Look below for the line with "the car headlight", and from there restate every line word for word until the entries end.

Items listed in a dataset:
<<<<

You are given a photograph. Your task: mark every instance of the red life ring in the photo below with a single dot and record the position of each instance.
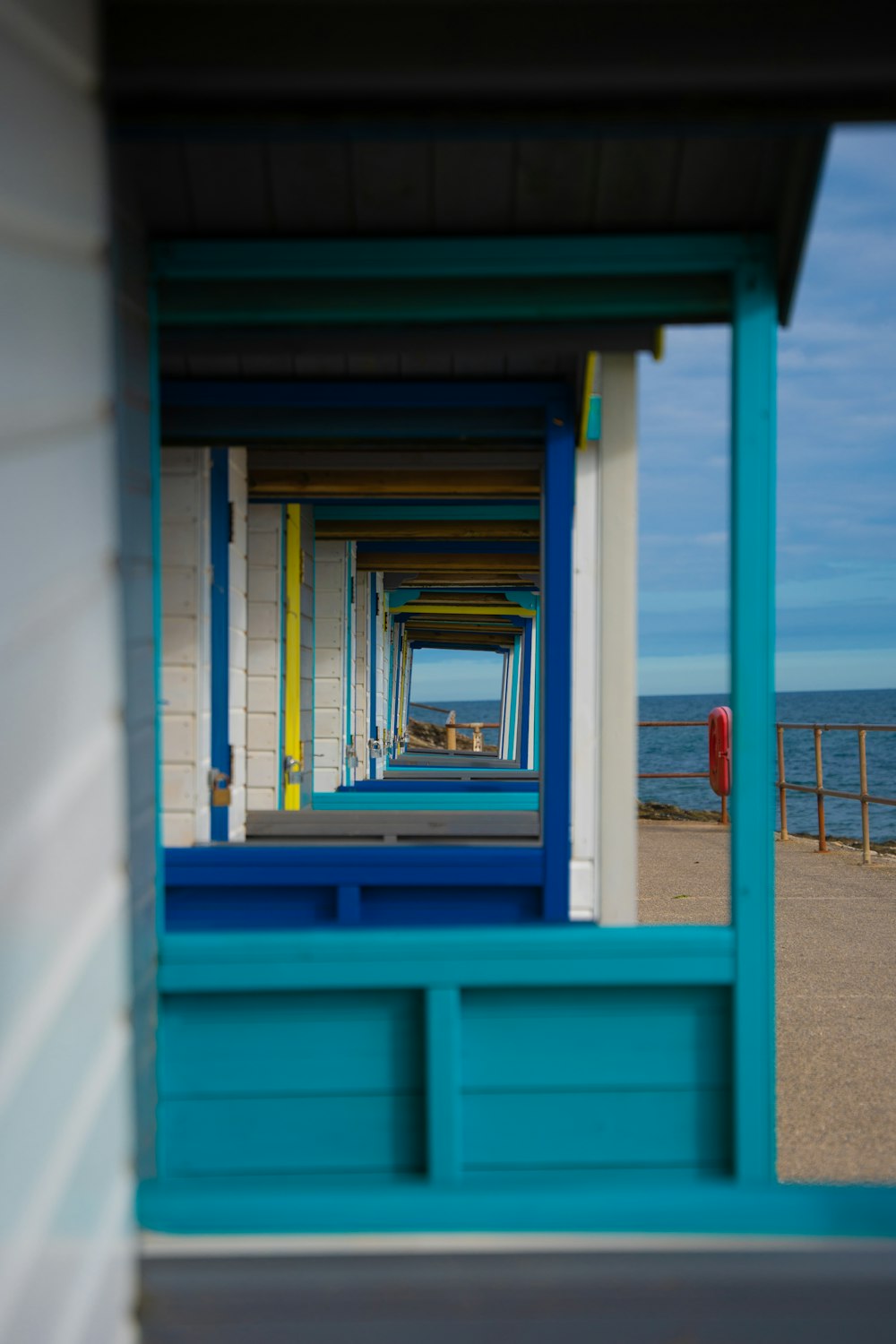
(720, 750)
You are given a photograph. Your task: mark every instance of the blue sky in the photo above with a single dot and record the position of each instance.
(836, 473)
(441, 676)
(836, 451)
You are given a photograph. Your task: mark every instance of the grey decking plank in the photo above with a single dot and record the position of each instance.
(349, 824)
(627, 1297)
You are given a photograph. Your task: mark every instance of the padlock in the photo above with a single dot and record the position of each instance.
(220, 789)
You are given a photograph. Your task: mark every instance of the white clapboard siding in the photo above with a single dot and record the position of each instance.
(66, 1142)
(238, 637)
(360, 660)
(185, 607)
(265, 655)
(306, 691)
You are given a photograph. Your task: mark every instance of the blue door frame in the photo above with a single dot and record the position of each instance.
(462, 895)
(470, 1010)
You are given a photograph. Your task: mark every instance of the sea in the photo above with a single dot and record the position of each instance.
(685, 749)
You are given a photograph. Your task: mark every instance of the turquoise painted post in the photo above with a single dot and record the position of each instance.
(753, 650)
(444, 1083)
(155, 484)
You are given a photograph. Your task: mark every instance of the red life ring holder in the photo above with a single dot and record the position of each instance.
(720, 750)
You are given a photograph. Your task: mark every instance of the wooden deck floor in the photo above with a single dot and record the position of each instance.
(837, 1296)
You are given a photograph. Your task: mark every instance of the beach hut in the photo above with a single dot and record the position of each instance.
(343, 285)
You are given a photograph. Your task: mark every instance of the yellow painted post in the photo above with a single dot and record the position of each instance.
(293, 660)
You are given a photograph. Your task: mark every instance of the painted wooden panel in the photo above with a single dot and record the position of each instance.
(603, 1078)
(597, 1129)
(597, 1038)
(308, 1134)
(185, 623)
(290, 1045)
(66, 1150)
(265, 691)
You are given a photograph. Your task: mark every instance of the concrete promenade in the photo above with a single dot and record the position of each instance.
(836, 964)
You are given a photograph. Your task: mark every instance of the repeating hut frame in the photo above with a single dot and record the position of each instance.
(474, 994)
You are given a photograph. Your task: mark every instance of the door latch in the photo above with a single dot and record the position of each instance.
(292, 771)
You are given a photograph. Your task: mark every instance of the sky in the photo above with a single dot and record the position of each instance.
(836, 465)
(441, 677)
(836, 452)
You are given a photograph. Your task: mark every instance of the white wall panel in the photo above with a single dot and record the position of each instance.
(238, 612)
(66, 1112)
(331, 633)
(185, 633)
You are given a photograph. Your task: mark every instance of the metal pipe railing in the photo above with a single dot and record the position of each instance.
(864, 797)
(783, 785)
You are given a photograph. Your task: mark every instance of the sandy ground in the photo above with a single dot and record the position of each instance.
(836, 965)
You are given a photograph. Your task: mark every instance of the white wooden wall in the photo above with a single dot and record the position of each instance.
(306, 526)
(66, 1150)
(605, 616)
(265, 655)
(360, 659)
(332, 574)
(238, 639)
(185, 604)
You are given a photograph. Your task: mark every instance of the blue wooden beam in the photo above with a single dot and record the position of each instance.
(753, 652)
(220, 632)
(455, 258)
(432, 957)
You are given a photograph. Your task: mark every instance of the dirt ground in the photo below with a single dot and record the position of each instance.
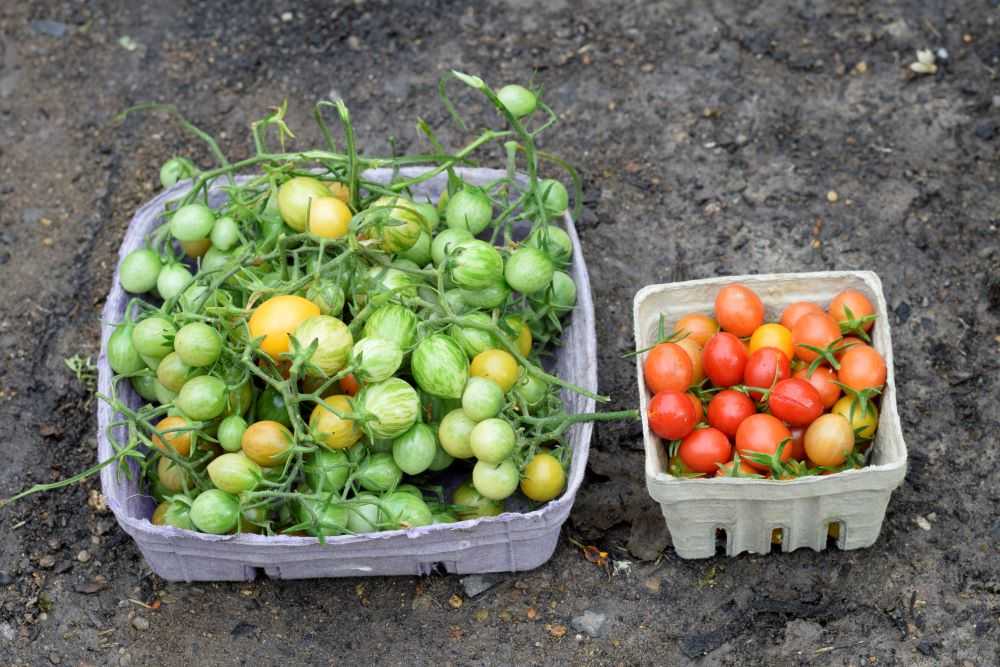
(709, 135)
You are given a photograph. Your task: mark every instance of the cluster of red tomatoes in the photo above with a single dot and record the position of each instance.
(737, 396)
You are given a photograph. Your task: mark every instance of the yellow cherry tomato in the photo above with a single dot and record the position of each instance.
(524, 339)
(863, 423)
(332, 430)
(340, 191)
(772, 335)
(276, 318)
(329, 217)
(497, 365)
(544, 477)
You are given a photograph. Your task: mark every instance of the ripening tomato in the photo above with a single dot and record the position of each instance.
(739, 309)
(693, 350)
(794, 311)
(824, 380)
(728, 409)
(668, 368)
(772, 335)
(855, 302)
(848, 343)
(703, 449)
(699, 409)
(762, 433)
(829, 440)
(699, 327)
(276, 318)
(671, 415)
(724, 359)
(798, 443)
(180, 441)
(764, 368)
(814, 329)
(795, 401)
(862, 368)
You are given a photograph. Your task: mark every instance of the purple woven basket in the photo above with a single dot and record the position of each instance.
(510, 542)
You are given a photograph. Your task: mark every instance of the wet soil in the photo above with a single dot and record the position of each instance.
(709, 135)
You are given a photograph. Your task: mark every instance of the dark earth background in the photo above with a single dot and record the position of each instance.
(709, 134)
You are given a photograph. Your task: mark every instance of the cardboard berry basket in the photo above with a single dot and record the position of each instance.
(510, 542)
(749, 510)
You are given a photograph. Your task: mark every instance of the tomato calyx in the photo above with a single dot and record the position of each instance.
(856, 325)
(661, 337)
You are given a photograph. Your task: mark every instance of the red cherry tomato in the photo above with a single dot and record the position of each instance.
(795, 401)
(765, 367)
(794, 311)
(825, 382)
(861, 368)
(762, 433)
(728, 409)
(798, 443)
(724, 359)
(668, 368)
(857, 303)
(814, 329)
(703, 448)
(671, 415)
(739, 309)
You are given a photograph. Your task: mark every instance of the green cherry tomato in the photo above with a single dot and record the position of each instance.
(519, 100)
(492, 440)
(123, 358)
(495, 481)
(230, 433)
(139, 271)
(202, 398)
(454, 432)
(379, 472)
(405, 510)
(555, 197)
(414, 451)
(198, 344)
(152, 337)
(225, 234)
(473, 504)
(215, 511)
(234, 473)
(173, 373)
(192, 222)
(482, 399)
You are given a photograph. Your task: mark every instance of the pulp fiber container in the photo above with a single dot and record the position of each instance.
(748, 510)
(510, 542)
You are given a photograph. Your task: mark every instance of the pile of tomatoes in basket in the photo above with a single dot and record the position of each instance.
(737, 396)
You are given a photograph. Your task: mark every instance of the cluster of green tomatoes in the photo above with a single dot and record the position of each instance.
(324, 354)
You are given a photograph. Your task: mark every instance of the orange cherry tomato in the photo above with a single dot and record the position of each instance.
(862, 368)
(693, 350)
(772, 335)
(825, 381)
(857, 303)
(815, 329)
(699, 327)
(762, 433)
(739, 310)
(668, 368)
(180, 441)
(276, 318)
(794, 311)
(846, 344)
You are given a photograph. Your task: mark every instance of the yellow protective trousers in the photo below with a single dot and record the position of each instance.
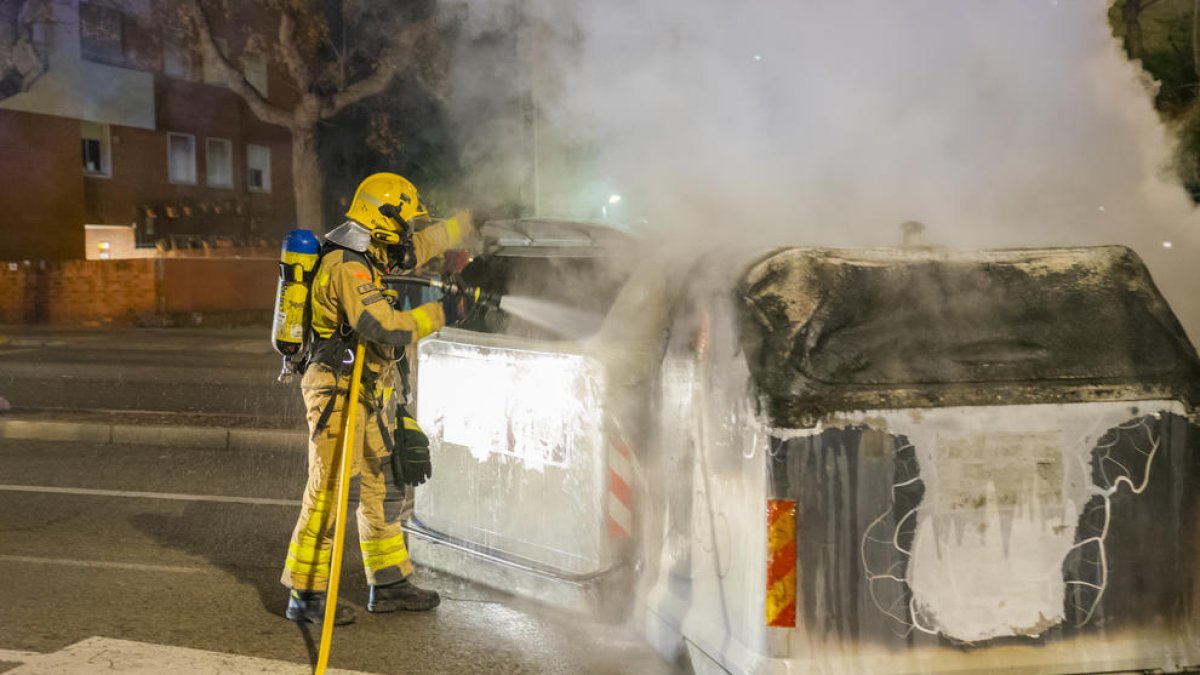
(382, 541)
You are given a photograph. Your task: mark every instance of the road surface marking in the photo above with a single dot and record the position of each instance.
(101, 565)
(141, 658)
(175, 496)
(12, 656)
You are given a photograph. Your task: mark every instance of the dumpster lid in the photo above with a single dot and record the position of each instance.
(870, 329)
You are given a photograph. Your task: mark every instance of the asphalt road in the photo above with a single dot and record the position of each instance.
(192, 560)
(211, 371)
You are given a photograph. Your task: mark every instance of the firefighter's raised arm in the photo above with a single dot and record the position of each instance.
(433, 240)
(371, 316)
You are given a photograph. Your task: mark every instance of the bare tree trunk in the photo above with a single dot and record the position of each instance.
(1195, 36)
(306, 179)
(1131, 13)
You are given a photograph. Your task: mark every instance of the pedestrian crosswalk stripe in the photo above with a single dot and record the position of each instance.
(87, 491)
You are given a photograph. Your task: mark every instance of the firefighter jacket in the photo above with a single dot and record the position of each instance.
(348, 296)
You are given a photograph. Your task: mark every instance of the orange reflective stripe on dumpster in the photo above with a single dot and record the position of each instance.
(781, 563)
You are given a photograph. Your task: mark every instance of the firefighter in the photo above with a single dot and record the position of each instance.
(348, 304)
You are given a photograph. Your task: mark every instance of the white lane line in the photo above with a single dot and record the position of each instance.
(13, 656)
(175, 496)
(102, 565)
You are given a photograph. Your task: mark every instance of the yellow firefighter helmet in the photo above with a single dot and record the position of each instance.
(381, 190)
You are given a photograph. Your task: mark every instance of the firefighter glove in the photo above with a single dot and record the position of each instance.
(411, 459)
(459, 300)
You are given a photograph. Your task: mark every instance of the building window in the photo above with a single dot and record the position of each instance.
(219, 162)
(96, 149)
(181, 157)
(253, 66)
(258, 168)
(177, 58)
(100, 33)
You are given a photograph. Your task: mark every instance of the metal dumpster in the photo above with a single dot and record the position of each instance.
(917, 461)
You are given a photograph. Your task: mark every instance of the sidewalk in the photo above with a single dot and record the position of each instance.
(189, 430)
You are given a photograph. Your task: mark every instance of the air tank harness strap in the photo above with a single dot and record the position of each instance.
(295, 272)
(330, 352)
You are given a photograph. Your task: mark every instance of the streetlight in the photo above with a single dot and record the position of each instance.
(604, 208)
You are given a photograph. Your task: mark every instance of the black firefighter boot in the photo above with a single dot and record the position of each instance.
(310, 605)
(401, 595)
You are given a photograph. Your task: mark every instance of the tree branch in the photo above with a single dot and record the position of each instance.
(387, 69)
(227, 73)
(291, 54)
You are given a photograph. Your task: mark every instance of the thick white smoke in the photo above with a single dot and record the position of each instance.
(829, 123)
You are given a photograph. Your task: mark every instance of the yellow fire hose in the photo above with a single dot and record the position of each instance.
(346, 447)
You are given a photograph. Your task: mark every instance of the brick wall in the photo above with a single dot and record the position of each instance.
(41, 187)
(136, 291)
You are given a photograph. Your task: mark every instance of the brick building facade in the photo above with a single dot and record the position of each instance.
(123, 130)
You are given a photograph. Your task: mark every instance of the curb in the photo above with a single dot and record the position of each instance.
(211, 437)
(7, 341)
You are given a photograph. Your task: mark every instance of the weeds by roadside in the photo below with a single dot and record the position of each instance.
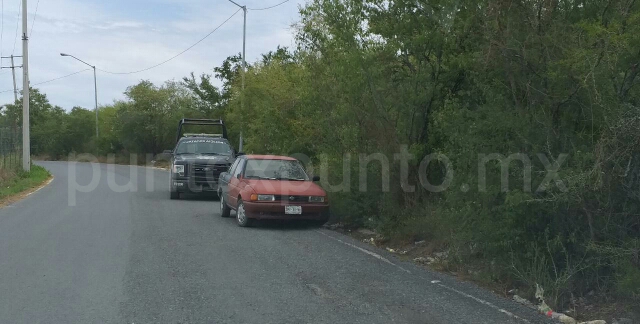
(15, 182)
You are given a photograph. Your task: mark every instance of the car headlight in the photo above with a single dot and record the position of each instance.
(179, 169)
(316, 199)
(255, 197)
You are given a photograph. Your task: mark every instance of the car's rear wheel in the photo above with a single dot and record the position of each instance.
(241, 215)
(225, 211)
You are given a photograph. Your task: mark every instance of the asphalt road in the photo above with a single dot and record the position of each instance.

>>>>

(Exercise solution)
You are given a photograph. Your task: mark every instance of the car headlight in the photo above with a single dot and record the position of each instance.
(179, 169)
(316, 199)
(255, 197)
You are given a photograph. Your task: mark every instance of the car's rear wheel in the photo above with a single dot and record the position of each instance.
(241, 215)
(225, 211)
You are given a photograph. Your task: mark every instance of the asphalt road in the photo above with a single dot and record the position of each instance.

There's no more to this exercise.